>> START SUPPLIED RECORDS
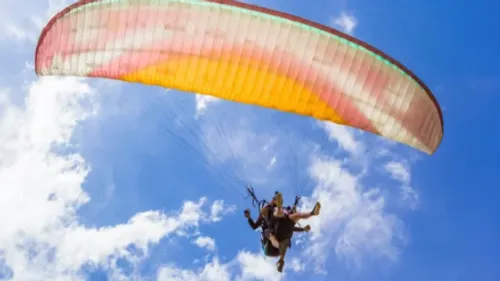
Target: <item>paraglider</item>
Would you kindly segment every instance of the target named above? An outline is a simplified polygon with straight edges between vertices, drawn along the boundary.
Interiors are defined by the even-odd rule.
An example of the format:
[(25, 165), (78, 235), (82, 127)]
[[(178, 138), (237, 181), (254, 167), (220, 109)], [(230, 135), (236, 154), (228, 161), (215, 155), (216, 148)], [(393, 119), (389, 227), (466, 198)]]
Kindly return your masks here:
[[(250, 196), (253, 200), (257, 200), (253, 188), (248, 188)], [(258, 206), (259, 217), (257, 221), (253, 221), (250, 215), (250, 210), (245, 210), (245, 217), (248, 219), (248, 224), (252, 229), (261, 227), (262, 249), (266, 256), (279, 257), (276, 263), (277, 270), (282, 272), (285, 265), (285, 255), (287, 249), (291, 247), (291, 240), (294, 232), (309, 232), (311, 227), (295, 226), (299, 220), (308, 219), (312, 216), (318, 216), (321, 204), (316, 202), (314, 208), (310, 212), (297, 212), (297, 204), (299, 197), (295, 198), (293, 206), (283, 208), (283, 196), (279, 192), (275, 192), (274, 197), (269, 203), (260, 202)]]
[(428, 154), (444, 134), (431, 91), (394, 59), (335, 29), (232, 0), (81, 0), (43, 29), (35, 71), (272, 108)]
[(420, 79), (335, 29), (232, 0), (82, 0), (55, 15), (38, 75), (158, 85), (362, 129), (432, 154), (441, 109)]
>> END SUPPLIED RECORDS
*EXERCISE BRIEF:* Rewrite the data from its first line through the line containing "227), (466, 198)]]", swapping "vertices" for "corner points" and leaving everything else as it is. Omit the pictures.

*COMPLETED EXERCISE:*
Target: <item>paraglider</item>
Would you kindly segment every instance of the target named above? An outline is a simplified polygon with straight edges between corner points, drawn along the boundary.
Interiors are defined by the even-odd rule.
An example of the format:
[(25, 165), (78, 235), (82, 127)]
[[(178, 138), (237, 181), (254, 167), (220, 109)], [(230, 135), (236, 154), (228, 161), (215, 155), (216, 148)], [(393, 119), (389, 227), (466, 198)]]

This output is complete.